**Set problem:**
Count the lines in the listing below that contain the string "jersey", matching case exactly, and reply with only that number.

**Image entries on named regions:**
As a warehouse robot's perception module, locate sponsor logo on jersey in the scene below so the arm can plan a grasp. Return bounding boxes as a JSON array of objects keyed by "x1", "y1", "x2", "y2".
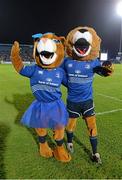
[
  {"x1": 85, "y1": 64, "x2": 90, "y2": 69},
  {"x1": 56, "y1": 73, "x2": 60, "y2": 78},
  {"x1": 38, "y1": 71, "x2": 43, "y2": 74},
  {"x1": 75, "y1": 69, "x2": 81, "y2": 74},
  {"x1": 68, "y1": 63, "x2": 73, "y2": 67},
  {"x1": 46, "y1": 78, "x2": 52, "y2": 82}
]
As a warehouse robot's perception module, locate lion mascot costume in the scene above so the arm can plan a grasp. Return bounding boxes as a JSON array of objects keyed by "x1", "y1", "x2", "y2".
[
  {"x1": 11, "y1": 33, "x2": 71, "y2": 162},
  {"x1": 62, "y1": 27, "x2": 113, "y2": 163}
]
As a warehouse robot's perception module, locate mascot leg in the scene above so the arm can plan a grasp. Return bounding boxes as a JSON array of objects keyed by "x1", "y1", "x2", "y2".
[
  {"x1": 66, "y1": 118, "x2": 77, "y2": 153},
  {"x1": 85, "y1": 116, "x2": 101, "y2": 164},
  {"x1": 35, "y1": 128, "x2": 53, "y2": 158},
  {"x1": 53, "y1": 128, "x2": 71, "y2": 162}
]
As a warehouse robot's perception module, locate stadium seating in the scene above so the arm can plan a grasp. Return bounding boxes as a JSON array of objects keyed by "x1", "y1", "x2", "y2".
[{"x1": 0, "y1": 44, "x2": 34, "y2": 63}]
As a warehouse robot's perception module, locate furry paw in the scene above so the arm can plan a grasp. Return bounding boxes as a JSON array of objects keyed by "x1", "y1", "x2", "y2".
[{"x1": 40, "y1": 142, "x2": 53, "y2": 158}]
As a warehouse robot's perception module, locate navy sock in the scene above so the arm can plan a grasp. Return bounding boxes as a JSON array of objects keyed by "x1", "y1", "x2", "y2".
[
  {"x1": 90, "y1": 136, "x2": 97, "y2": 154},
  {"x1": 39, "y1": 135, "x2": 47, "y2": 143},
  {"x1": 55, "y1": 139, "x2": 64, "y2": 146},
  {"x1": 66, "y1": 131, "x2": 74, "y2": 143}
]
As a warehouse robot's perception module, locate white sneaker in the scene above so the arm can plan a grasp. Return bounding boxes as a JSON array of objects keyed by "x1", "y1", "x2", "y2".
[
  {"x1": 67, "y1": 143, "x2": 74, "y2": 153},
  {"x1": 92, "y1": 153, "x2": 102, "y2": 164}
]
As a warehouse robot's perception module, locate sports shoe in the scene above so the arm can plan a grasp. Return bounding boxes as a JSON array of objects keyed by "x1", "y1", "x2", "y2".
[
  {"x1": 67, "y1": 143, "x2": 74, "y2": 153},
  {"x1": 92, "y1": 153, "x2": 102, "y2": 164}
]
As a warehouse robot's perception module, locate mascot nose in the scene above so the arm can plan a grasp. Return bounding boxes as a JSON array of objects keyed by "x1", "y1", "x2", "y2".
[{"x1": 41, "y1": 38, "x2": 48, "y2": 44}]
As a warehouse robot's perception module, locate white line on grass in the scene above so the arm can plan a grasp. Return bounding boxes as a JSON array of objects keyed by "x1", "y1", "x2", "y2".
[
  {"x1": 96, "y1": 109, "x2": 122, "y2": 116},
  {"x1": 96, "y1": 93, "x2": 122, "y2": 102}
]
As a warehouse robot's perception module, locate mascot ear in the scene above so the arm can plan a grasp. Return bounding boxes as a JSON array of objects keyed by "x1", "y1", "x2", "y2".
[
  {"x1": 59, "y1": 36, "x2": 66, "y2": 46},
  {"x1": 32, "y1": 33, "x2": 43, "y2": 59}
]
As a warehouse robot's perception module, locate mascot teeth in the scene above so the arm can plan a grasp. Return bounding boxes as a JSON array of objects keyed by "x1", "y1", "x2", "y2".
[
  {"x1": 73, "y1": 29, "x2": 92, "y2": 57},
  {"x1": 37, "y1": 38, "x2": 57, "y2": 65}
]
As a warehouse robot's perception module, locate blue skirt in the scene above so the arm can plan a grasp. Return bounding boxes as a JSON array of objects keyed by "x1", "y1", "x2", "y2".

**Output of the exercise:**
1